EXTRAIT:
——
Passée sous les radars médiatiques, une nouvelle injustice pour les jeunes majeurs étrangers encadrés par l’Aide sociale à l’enfance va être créé par la loi immigration. Décryptage avec Lyes Louffok, militant des droits des enfants et essayiste français.
Trente-deux articles de la loi immigration ont été censurés par le Conseil constitutionnel, mais qu’en est-il de ceux qui ont été validés ? Pour Causette, Lyes Louffok, militant des droits des enfants et essayiste français, revient sur l’article 44 de la loi immigration qui prévoit l’exclusion de l’Aide sociale à l’enfance (ASE) des jeunes majeur·es faisant l’objet d’une obligation de quitter le territoire français (OQTF). Le militant se dit “scandalisé” et pointe par ailleurs le retard pris dans l’application de la loi Taquet sur la protection de l’enfance.
Causette : Le Conseil constitutionnel a censuré, le 25 janvier dernier, un grand nombre d’articles de la loi dite “immigration” la semaine dernière, mais il a jugé conforme l’article 44. Que prévoit cet article de loi pour les majeurs de l’Aide sociale à l’enfance ?
Lyes Louffok : L’article 44 prévoit que les enfants placés de nationalité étrangère à l’âge adulte doivent prouver qu’ils ne sont pas soumis à une obligation de quitter le territoire français (OQTF) pour pouvoir bénéficier du maintien de leur protection au-delà de 18 ans. Cela fait douze ans que je milite sur les questions de protection de l’enfance et je n’avais jamais vu ça de ma vie. C’est extrêmement choquant.
Aujourd’hui, et ce depuis 2022, un enfant placé a le droit à une prolongation de sa protection auprès de l’ASE, de 18 à 21 ans. Il y a énormément d’enfants placés à l’ASE qui terminent aujourd’hui sans domicile fixe une fois devenus adultes. 40 % des jeunes Français sans domicile fixe de moins de 25 ans sortent tout droit de nos foyers ou de nos familles d’accueil [selon une étude de la Fondation Abbé-Pierre parue en 2019, ndlr]. C’est énorme. Si on règle le problème de l’ASE, on pourrait faire sortir de la rue une personne sans domicile fixe sur quatre. C’est ce que ça représente.
Qu’est-ce que cela implique ?
——
LISTE FOURNIE:
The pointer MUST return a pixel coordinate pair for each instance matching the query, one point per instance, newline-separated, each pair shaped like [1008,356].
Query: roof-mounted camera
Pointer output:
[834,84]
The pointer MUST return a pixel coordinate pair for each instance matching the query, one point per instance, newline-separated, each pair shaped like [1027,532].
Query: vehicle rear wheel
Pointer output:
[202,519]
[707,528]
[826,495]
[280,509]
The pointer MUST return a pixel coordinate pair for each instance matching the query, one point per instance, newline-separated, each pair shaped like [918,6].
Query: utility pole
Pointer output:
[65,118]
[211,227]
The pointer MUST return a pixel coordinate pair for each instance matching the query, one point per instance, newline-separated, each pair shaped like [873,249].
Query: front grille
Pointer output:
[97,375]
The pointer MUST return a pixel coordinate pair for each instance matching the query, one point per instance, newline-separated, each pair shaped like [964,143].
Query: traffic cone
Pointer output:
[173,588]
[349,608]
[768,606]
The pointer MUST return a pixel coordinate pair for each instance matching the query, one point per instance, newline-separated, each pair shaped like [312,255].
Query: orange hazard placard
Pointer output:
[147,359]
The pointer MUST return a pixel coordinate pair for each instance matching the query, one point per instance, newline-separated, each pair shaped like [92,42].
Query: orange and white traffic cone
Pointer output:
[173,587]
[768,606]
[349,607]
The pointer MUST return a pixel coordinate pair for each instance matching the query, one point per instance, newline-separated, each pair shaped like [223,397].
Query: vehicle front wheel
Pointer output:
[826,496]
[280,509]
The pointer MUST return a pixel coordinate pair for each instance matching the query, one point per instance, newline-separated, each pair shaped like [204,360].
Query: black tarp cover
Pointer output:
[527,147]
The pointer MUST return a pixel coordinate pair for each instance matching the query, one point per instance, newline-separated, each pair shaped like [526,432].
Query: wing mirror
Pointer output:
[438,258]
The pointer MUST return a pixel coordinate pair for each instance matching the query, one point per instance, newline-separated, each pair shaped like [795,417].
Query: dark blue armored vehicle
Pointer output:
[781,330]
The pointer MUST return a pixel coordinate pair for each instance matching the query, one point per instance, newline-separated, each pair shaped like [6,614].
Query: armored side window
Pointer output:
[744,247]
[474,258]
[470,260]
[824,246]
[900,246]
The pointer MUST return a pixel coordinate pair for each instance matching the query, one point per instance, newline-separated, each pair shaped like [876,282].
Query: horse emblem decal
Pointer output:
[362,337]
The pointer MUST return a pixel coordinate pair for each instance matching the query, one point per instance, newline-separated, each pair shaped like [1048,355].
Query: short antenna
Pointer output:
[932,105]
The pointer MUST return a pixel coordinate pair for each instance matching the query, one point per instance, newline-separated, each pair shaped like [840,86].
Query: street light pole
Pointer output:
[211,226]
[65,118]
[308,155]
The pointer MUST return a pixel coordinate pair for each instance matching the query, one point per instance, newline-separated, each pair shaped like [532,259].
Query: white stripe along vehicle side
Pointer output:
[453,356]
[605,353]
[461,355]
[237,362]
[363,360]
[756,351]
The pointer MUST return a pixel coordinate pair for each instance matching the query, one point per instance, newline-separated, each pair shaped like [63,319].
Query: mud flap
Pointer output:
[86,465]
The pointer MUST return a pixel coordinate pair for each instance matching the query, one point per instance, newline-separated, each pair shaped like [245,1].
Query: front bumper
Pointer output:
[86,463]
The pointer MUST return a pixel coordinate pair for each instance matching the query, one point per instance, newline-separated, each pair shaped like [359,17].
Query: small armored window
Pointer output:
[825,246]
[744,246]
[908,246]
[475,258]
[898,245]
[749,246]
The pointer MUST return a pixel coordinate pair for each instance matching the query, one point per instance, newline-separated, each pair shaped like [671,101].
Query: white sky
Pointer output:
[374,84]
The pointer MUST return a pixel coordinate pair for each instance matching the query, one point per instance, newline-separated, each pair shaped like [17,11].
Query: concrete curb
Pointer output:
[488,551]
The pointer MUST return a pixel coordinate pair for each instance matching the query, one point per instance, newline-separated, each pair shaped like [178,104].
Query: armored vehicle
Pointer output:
——
VOTRE OBJECTIF: Dites si chacune des affirmations suivantes concorde avec l'extrait, en répondant par oui ou par non et en citant mot pour mot les termes de l'extrait qui tranchent la question. (a) Le Conseil constitutionnel a censuré l'article 44 de la loi immigration. (b) Depuis 2022, un enfant placé peut voir sa protection auprès de l'ASE prolongée jusqu'à 21 ans. (c) Lyes Louffok milite depuis vingt ans sur les questions de protection de l'enfance.

SOLUTION RÉDIGÉE:
(a) Non : « il a jugé conforme l’article 44 ».
(b) Oui : « Aujourd’hui, et ce depuis 2022, un enfant placé a le droit à une prolongation de sa protection auprès de l’ASE, de 18 à 21 ans. »
(c) Non : « Cela fait douze ans que je milite sur les questions de protection de l’enfance ».